▶ _Objective 1_
In the comment on link prefetching, which file is the only thing fetched when a page is prefetched?
▶ _Objective 2_
Please list the kinds of pages that the comment on link prefetching says the approach suits well or poorly.

▶ _Text provided_
I see this repo frequently nowadays and I feel like I have to go a bit against it. Sorry. 😕
TLDR: This goes nicely with some server rendered and static pages but not so nicely with SPAs.
Prefetching is an amazing tool but it is meant to be used selectively, in context-specific use cases. Making all links into a prefetch one is not a good idea, if it would be the browser devs would have done that instead of giving us an API.
This does prefetch pages on hover but prefetching a page only involves fetching the entry point (index.html), it does not fetch secondary resources. A lot of modern pages have tiny index.html files and huge secondary bundles (JS and CSS). In this case prefetching has no impact and server push or a PWA could be utilized better.
Most SPA routers use 'fake' a tags (with prevented default event handling) under the hood for client-side routing. This is done to combine the best parts new-school and old-school routing - like keeping the right-click 'Open in new tab' functionality. Prefetching on hover events over these 'fake' a tags will simply fetch your SPAs index.html once more. This is just added network traffic with zero value.

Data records
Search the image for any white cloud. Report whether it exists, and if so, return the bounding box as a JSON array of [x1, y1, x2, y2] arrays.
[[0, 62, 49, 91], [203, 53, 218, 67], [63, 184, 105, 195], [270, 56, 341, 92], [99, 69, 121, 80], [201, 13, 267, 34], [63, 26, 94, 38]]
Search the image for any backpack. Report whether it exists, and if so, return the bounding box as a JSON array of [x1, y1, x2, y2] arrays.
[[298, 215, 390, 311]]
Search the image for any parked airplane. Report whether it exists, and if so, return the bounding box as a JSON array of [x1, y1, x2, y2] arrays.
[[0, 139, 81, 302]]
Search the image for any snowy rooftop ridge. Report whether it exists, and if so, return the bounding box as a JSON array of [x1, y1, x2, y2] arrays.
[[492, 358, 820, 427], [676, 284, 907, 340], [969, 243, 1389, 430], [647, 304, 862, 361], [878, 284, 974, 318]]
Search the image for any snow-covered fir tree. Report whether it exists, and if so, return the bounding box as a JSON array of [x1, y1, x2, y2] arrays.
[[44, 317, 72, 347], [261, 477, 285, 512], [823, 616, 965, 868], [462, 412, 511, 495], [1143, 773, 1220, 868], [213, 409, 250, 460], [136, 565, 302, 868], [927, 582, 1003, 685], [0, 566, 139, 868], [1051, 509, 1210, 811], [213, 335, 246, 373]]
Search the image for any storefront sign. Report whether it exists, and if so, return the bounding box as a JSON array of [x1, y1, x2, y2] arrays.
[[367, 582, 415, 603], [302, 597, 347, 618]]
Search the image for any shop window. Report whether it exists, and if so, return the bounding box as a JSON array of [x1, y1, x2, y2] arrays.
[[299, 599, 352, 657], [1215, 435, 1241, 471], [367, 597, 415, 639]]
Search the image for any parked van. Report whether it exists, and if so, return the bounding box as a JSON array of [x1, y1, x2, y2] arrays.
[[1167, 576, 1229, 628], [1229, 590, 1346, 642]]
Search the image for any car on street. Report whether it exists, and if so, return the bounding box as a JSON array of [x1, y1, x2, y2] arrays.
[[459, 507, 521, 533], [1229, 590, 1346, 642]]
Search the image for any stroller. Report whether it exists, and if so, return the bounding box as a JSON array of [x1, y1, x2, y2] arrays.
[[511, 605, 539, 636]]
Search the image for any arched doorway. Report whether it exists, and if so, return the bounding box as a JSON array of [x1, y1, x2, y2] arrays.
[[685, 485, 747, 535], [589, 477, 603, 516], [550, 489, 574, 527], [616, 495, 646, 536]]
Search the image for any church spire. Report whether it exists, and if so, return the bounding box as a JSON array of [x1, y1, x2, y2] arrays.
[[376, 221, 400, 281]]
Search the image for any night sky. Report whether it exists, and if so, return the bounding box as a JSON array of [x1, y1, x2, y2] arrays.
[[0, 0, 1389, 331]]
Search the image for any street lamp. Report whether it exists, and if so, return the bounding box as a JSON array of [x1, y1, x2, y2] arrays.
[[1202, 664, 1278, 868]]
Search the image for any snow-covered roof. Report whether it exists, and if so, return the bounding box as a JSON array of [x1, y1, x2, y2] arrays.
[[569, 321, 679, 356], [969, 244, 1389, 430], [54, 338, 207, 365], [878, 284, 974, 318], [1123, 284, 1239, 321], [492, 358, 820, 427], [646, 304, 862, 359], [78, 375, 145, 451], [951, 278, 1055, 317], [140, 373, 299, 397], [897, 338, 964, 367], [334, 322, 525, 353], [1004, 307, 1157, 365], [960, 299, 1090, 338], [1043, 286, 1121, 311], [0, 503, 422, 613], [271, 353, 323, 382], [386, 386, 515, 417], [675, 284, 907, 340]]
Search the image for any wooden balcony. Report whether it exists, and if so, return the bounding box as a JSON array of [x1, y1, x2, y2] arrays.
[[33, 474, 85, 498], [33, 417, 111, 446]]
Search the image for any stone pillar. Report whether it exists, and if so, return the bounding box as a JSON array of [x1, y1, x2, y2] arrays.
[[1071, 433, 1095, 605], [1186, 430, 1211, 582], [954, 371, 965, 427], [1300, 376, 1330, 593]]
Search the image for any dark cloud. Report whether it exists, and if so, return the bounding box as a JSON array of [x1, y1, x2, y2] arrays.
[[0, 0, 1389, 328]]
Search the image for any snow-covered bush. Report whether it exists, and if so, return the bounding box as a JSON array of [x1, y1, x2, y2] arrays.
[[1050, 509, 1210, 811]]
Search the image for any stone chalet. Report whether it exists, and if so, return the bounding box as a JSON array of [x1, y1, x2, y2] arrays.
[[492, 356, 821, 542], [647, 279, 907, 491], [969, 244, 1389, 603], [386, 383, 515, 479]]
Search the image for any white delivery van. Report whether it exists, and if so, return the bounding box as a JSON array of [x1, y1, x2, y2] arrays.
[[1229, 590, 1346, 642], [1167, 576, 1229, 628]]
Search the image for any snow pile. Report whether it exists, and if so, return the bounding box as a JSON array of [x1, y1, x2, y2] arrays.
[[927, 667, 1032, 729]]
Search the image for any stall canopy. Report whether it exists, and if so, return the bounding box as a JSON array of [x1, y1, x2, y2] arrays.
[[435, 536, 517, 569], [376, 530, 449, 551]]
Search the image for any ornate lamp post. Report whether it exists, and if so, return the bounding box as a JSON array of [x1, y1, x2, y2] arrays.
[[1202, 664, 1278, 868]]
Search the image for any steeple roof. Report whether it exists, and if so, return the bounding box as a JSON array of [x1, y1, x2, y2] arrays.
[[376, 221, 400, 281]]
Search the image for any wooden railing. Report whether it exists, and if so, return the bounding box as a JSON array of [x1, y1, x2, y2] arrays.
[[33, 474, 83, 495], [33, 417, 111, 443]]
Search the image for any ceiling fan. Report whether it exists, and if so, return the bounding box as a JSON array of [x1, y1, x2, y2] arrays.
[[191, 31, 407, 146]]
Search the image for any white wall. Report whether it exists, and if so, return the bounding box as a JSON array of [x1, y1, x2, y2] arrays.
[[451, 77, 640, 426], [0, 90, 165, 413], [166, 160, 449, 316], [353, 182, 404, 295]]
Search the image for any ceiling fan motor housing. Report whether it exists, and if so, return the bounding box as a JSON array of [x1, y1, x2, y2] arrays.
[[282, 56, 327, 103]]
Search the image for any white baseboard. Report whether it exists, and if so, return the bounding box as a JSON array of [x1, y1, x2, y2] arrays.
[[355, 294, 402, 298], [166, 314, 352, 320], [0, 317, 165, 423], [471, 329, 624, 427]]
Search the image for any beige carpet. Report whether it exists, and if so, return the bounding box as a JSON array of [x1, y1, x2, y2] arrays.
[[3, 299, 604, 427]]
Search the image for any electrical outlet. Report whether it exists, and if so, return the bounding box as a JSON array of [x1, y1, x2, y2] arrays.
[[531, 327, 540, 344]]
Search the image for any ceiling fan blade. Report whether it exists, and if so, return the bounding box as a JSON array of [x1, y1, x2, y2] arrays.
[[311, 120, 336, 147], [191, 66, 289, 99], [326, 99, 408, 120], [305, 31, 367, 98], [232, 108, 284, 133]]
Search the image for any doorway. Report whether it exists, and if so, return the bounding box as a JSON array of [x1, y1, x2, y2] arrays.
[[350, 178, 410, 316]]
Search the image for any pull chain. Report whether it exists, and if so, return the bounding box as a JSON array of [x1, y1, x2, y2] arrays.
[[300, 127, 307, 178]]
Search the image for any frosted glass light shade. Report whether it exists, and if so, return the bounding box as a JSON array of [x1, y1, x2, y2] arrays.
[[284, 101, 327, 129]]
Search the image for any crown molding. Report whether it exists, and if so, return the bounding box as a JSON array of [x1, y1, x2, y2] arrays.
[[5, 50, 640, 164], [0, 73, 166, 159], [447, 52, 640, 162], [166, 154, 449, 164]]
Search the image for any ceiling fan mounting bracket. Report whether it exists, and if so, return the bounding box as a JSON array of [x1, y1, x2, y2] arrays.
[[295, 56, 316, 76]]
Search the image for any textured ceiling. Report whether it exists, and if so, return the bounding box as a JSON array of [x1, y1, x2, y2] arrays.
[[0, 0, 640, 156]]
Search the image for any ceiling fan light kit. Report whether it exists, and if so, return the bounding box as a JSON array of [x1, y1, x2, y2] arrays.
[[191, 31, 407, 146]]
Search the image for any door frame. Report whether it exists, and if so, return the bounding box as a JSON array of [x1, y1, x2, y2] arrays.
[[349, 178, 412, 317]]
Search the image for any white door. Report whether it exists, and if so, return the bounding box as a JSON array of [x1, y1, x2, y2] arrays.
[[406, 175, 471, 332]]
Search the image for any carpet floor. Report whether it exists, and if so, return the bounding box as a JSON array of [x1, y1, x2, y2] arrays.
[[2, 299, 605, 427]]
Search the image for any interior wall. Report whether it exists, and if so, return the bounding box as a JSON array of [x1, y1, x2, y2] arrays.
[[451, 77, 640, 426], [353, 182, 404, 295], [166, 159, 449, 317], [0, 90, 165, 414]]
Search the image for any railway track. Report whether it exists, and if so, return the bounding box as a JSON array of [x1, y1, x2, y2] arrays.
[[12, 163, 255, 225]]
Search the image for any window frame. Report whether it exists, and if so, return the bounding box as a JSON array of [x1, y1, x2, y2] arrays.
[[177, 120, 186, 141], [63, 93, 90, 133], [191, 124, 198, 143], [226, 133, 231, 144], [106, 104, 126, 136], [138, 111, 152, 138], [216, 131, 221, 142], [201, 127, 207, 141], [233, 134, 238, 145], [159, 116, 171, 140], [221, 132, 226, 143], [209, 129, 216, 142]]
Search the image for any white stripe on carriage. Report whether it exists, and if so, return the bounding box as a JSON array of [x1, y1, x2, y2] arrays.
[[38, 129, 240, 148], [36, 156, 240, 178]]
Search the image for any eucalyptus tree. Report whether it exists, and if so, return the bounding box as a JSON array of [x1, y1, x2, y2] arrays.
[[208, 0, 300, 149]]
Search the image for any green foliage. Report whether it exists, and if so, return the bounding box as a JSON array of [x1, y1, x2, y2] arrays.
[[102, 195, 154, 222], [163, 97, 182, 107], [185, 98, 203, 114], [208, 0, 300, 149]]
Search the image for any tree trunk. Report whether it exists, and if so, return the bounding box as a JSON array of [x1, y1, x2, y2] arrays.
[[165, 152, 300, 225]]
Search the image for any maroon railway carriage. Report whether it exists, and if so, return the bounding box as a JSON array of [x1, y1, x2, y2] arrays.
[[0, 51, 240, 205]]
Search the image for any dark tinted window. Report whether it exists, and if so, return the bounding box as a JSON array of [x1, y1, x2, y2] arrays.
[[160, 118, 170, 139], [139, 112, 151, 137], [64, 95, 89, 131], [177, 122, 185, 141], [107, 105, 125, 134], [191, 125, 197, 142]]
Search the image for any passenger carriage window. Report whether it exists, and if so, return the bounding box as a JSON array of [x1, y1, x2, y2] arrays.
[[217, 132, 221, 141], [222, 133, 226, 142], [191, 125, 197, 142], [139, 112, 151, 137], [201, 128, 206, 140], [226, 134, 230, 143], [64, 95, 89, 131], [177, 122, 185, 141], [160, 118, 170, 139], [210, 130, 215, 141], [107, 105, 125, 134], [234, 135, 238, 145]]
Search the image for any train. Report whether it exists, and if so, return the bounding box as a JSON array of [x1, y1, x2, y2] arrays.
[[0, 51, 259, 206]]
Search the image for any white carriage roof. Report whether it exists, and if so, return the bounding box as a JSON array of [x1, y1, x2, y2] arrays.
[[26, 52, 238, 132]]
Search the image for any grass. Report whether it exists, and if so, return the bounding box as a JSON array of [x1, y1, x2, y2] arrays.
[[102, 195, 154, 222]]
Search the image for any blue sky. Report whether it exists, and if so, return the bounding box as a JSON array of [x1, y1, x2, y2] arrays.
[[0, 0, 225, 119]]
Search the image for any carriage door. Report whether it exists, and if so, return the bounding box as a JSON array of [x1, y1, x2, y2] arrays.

▶ _Reply 1_
The entry point, index.html.

▶ _Reply 2_
Server rendered pages, static pages, and SPAs.